▶ [页面摘录]:
◇ ◇ ◇ ◇ ◇ ◇ ◇

MaxCompute Python UDF开发指南：从入门到精通

MaxCompute UDF基础概念

UDF（User-Defined Function）即用户自定义函数，当MaxCompute内建函数无法满足业务需求时，可以自行编写代码创建自定义函数。MaxCompute支持三种类型的UDF：

UDF（用户自定义标量函数） ：一进一出，读入一行数据，输出一个值
UDTF（用户自定义表值函数） ：一进多出，读入一行数据，输出多个值（可视为一张表）
UDAF（用户自定义聚合函数） ：多进一出，将多条输入记录聚合成一个输出值

Python UDF开发基础

函数签名与数据类型

在开发Python UDF时，必须导入annotate模块并使用@annotate()注解定义函数签名：

python 复制代码

python
from odps.udf import annotate

@annotate("输入参数类型->返回值类型")

MaxCompute支持的数据类型包括：

基本类型：bigint, string, double, boolean, datetime
扩展类型：decimal, float, binary, date, char, varchar
复杂类型：array, map, struct及其嵌套类型

UDF代码基本结构

一个完整的Python UDF至少包含以下部分：

python 复制代码

python
from odps.udf import annotate  # 导入注解模块

@annotate("string,bigint->string")  # 函数签名
class MyUDF(object):  # 自定义Python类
    def evaluate(self, text, number):  # 必须实现evaluate方法
        if text is None or number is None:
            return None
        return text + str(number)

◇ ◇ ◇ ◇ ◇ ◇ ◇

▶ [任务说明]: 将上文关于MaxCompute Python UDF开发的页面中，以含有“一个完整的Python UDF至少包含以下部分：”的词句开头、以“text + str(number)”结尾的部分逐字照录。

◇ ◇ ◇ ◇ ◇ ◇ ◇

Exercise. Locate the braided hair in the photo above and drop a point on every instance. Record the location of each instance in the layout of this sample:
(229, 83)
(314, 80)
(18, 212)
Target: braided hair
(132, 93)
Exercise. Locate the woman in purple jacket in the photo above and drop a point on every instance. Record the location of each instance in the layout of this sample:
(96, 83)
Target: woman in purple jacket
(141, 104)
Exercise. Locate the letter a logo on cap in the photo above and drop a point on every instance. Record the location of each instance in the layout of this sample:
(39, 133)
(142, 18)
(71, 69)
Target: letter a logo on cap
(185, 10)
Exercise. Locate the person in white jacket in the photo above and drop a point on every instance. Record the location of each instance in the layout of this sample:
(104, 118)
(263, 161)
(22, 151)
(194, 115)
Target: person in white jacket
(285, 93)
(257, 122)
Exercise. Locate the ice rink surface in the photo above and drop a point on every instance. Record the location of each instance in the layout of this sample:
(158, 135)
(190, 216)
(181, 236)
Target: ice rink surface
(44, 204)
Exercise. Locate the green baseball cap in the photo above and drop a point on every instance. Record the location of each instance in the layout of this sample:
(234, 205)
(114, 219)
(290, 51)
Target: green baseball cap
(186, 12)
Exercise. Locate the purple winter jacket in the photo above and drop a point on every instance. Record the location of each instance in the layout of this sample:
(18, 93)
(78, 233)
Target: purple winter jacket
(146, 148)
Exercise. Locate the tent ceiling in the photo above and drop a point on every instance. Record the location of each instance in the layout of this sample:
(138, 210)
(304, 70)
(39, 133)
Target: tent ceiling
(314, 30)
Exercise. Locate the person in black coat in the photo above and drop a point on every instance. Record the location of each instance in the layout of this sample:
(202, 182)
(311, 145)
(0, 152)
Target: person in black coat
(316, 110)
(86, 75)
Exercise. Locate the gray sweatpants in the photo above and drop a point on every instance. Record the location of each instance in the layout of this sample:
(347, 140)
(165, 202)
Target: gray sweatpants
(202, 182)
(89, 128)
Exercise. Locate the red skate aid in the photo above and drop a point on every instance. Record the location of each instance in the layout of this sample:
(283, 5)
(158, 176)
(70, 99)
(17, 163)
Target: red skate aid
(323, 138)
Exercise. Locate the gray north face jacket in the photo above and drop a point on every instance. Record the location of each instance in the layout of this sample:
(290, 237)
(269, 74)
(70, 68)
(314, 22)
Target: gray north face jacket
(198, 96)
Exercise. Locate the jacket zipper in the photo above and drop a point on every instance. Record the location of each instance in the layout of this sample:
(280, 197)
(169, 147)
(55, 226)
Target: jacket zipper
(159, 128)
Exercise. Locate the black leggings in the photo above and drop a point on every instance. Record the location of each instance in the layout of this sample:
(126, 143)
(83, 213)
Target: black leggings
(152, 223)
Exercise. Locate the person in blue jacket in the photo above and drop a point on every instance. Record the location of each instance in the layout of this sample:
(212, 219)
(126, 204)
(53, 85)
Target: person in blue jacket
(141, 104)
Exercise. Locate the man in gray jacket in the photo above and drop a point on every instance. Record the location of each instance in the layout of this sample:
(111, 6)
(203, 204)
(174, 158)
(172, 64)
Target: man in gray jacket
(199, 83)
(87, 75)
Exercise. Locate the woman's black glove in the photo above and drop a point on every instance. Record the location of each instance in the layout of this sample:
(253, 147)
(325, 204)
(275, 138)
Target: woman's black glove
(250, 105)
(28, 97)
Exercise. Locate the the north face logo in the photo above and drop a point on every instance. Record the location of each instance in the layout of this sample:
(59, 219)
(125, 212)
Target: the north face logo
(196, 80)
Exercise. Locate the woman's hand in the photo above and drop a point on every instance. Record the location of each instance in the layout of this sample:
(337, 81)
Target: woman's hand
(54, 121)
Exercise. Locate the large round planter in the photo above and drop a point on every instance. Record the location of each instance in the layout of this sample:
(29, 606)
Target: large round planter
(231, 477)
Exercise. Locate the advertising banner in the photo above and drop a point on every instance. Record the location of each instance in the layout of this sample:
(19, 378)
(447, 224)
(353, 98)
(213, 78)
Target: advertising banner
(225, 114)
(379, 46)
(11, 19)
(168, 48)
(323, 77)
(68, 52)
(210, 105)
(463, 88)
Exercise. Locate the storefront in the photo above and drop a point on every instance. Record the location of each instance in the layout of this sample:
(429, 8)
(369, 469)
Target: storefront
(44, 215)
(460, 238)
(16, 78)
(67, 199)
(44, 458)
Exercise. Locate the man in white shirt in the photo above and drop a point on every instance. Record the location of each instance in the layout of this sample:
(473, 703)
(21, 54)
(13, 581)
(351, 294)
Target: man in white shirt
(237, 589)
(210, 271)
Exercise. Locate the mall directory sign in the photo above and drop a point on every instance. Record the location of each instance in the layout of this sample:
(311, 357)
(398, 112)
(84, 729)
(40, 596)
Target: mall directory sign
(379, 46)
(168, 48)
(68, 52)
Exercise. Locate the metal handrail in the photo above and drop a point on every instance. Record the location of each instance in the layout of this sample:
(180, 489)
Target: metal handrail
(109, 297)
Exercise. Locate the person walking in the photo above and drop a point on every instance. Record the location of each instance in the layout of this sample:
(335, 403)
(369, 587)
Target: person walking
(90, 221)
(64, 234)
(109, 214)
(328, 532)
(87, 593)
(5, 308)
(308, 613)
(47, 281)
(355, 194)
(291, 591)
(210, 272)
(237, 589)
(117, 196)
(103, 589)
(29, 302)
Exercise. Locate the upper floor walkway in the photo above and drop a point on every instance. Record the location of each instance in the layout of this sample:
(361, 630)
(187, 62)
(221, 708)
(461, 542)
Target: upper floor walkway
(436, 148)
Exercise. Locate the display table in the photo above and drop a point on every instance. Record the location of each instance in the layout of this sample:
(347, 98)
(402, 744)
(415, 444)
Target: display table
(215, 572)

◇ ◇ ◇ ◇ ◇ ◇ ◇

▶ [最终答案]:
一个完整的Python UDF至少包含以下部分：

python 复制代码

python
from odps.udf import annotate  # 导入注解模块

@annotate("string,bigint->string")  # 函数签名
class MyUDF(object):  # 自定义Python类
    def evaluate(self, text, number):  # 必须实现evaluate方法
        if text is None or number is None:
            return None
        return text + str(number)